§ The task
Copy nothing before the line containing "Identify a point on each instance of the wooden deck, one". Reproduce that line and all that follow, exactly, through the end of the records.

─── Data shown

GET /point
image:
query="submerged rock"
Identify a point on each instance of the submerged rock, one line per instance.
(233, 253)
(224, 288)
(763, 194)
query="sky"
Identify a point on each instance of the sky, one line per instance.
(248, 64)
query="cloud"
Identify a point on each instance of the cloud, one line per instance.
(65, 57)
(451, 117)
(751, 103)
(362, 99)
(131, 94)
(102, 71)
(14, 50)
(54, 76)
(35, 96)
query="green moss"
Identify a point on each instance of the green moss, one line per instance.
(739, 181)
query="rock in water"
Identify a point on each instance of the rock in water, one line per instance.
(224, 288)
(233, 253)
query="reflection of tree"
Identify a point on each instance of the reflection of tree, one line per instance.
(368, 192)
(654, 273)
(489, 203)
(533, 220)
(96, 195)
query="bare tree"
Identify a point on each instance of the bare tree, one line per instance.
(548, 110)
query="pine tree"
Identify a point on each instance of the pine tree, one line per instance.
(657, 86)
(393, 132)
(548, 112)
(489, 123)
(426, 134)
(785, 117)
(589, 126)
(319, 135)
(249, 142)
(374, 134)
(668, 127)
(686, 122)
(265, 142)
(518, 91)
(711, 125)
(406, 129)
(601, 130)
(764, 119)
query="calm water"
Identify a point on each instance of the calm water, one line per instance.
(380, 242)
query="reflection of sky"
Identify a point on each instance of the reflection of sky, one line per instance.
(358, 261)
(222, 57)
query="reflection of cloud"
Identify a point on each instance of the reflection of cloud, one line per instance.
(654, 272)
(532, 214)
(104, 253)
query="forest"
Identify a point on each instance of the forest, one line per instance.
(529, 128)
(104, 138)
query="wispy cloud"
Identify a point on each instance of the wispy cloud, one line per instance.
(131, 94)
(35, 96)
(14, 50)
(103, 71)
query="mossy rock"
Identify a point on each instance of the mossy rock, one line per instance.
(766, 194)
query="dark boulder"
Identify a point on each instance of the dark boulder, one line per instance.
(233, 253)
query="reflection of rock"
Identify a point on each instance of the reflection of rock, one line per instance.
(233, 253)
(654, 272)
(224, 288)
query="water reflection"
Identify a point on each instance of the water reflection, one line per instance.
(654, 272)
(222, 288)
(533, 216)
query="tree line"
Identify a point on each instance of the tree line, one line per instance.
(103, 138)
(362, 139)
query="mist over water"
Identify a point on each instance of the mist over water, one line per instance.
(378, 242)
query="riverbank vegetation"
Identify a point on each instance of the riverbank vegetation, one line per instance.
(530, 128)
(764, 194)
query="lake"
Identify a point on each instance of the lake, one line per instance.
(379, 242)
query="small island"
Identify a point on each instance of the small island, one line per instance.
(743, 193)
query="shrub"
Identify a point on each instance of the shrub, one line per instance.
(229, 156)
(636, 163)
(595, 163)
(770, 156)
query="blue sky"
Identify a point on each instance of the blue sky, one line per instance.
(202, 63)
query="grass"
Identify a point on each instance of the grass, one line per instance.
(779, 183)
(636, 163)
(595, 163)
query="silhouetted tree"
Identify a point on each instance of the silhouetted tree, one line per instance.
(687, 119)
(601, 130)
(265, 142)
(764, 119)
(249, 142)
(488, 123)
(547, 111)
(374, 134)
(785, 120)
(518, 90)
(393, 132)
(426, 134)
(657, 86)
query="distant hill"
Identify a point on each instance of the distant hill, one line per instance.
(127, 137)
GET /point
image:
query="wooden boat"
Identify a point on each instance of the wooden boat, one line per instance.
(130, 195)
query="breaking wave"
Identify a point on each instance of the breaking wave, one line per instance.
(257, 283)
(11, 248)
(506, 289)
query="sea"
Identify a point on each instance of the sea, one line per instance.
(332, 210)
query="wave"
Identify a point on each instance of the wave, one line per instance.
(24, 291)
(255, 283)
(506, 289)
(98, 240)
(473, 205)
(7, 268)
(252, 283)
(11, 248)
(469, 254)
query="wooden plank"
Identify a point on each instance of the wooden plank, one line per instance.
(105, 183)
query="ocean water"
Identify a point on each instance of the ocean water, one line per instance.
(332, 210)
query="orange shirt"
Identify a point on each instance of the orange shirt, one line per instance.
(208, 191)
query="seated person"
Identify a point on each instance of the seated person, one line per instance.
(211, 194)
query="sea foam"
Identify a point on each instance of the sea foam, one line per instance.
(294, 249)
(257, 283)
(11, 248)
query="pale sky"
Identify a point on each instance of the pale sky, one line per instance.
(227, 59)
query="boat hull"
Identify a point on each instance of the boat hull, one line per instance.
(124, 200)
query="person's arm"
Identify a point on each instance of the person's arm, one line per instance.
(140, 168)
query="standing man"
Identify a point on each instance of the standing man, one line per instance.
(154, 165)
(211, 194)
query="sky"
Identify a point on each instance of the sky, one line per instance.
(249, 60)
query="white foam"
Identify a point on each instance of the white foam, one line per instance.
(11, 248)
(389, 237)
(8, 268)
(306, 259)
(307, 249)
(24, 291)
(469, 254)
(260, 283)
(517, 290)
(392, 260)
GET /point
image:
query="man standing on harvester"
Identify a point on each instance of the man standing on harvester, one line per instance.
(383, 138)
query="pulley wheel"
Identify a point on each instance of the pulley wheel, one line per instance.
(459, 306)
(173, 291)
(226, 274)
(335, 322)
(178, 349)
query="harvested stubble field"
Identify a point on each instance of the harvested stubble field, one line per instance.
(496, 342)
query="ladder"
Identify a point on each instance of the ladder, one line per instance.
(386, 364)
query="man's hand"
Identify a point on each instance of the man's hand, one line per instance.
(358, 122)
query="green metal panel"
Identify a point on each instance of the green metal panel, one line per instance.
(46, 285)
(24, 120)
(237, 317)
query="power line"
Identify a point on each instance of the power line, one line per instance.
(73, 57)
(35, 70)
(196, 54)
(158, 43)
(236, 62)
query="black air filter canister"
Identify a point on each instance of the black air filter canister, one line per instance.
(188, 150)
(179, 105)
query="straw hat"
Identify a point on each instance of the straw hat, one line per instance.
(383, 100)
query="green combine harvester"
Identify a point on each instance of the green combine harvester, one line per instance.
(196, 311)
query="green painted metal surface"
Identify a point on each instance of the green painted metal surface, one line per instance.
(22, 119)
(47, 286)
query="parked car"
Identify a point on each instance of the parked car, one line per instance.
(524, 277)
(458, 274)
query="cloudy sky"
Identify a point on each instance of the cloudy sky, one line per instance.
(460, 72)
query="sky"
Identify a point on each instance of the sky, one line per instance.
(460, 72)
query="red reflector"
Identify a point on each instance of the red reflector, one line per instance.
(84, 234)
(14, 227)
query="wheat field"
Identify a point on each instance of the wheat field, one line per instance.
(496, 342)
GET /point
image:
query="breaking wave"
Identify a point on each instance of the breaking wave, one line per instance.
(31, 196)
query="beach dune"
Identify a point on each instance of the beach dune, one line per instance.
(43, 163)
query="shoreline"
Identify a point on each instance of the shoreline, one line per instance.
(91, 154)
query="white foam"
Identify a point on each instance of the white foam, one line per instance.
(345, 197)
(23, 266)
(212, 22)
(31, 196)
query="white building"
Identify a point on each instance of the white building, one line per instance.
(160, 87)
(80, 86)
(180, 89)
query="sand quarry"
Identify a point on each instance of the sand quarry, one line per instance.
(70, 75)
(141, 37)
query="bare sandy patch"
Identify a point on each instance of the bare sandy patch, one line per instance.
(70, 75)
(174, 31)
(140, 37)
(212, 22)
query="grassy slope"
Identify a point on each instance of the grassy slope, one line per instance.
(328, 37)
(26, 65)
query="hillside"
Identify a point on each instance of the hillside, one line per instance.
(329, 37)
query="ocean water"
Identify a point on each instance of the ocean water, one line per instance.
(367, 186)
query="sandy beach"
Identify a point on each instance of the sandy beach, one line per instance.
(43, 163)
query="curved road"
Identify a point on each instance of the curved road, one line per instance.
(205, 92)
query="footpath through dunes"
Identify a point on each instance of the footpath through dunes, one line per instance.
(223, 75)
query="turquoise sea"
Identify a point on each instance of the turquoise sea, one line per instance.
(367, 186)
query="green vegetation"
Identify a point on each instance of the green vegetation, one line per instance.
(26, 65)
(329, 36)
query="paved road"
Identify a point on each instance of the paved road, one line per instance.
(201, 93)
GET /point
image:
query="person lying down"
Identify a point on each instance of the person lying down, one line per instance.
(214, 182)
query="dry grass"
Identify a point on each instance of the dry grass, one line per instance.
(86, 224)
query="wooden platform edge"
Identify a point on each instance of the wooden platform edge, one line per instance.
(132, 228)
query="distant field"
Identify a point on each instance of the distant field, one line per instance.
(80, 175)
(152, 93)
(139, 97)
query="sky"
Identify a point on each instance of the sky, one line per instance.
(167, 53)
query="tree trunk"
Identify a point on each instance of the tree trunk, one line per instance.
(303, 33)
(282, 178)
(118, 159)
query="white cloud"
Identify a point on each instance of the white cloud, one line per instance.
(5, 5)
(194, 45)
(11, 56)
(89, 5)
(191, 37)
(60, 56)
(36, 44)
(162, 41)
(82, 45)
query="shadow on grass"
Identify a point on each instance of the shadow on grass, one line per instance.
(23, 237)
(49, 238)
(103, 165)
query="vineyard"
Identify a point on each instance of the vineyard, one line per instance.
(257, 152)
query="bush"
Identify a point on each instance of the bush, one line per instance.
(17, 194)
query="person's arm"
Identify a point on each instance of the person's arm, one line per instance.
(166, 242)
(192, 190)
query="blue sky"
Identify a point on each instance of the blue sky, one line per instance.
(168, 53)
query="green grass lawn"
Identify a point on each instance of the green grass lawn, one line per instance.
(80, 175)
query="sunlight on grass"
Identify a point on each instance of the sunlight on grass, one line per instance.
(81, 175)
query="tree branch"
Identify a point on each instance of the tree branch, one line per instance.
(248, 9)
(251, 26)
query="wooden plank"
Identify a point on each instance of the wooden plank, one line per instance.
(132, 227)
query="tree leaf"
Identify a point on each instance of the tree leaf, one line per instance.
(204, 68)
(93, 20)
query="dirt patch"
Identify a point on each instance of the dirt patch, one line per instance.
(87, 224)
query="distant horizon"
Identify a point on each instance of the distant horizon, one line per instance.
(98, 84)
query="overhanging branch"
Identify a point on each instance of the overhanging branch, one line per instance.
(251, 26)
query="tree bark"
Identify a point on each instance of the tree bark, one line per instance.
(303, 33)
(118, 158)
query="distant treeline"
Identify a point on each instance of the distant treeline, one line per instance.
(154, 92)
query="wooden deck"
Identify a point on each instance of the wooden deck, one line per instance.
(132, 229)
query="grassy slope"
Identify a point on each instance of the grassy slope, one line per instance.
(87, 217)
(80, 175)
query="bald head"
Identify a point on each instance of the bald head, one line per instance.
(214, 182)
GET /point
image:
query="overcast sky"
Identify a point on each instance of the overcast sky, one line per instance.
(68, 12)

──────

§ Solution for this exercise
Identify a point on each instance of the wooden deck, one line per instance.
(132, 229)
query="grassy slope"
Identify a point on each instance of the grassy slope, one line per instance.
(87, 217)
(80, 175)
query="bald head"
Identify a point on each instance of the bald head, one line per instance.
(214, 182)
GET /point
image:
query="overcast sky"
Identify a point on each instance of the overcast sky, one line per instance.
(68, 12)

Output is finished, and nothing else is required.